─── INPUT FOR THIS TASK

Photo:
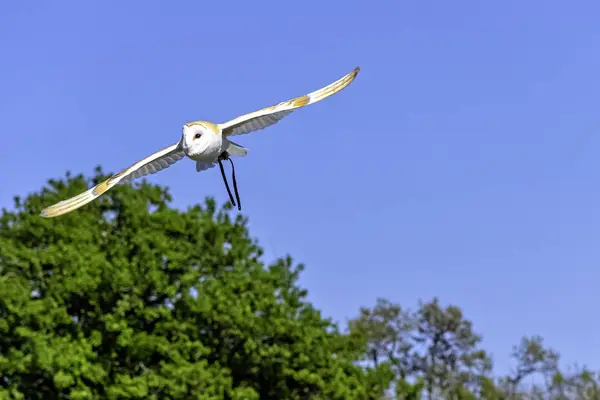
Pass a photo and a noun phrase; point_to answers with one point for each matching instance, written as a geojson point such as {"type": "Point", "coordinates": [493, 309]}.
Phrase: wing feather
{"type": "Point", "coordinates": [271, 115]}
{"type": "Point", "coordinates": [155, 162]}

──────
─── INPUT FOR THIS TASK

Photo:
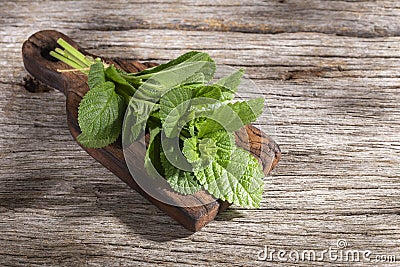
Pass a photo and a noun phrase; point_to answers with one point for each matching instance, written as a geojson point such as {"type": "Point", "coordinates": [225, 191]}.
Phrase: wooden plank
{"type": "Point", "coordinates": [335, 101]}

──────

WHAT TO PRODUCE: In the listing above, how many of the lines include "answers"? Give only the figure.

REPLY TO THE EXERCISE: 2